• [Job]: Reproduce every one of the records below word for word, but leave the pictures out of your answer.

• [Provided data]:
--- Begin ---
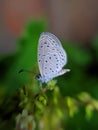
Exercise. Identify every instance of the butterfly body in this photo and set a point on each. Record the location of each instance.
(51, 57)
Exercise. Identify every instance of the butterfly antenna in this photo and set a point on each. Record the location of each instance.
(23, 70)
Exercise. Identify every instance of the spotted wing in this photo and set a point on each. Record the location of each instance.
(51, 55)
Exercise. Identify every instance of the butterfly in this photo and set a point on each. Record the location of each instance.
(51, 57)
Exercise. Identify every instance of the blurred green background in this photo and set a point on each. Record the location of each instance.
(71, 101)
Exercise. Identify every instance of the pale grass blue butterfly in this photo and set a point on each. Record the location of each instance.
(51, 57)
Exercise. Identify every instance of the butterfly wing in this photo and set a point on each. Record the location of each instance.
(51, 56)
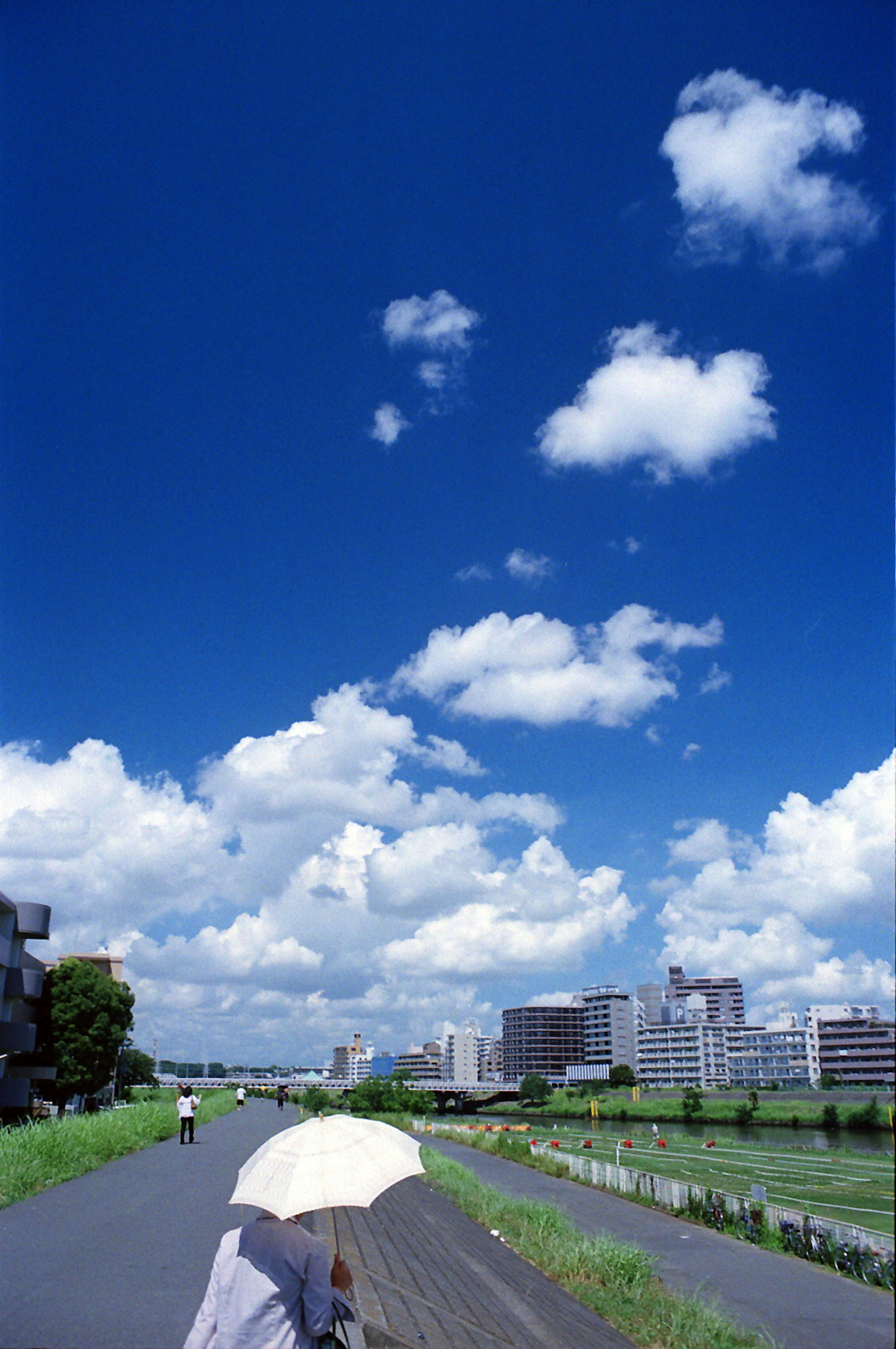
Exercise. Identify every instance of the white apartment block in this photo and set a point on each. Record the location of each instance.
--- End ---
• [Answer for this exercise]:
Exercise. Identify every instance of the butterfly body in this photo and set a point on each. Record the location of each instance.
(51, 57)
Exercise. Identify every instance of the butterfly antenna in this photo and set a point on each. Record the location of each instance.
(23, 70)
Exercise. Identify every instance of the spotted wing in this photo and set a point on each. Record the location of each instance.
(51, 55)
Exercise. Identify every instance of the butterfly in this photo and set a point on each. Record the location of each instance.
(51, 57)
Exercise. Identify every instance of the blurred green background in this photo and set a point on each. Record the location of each instance.
(71, 101)
Exercise. Identify every instance of the pale grass blue butterfly in this photo and set a point on each. Record the location of each instance.
(51, 57)
Exercise. Identify every instance of the butterfly wing in this photo and set a point on each. Record the location of each instance.
(51, 56)
Exercise. Identify every instance of the white apartment block in this photo and set a point on each. Record the location of each instance.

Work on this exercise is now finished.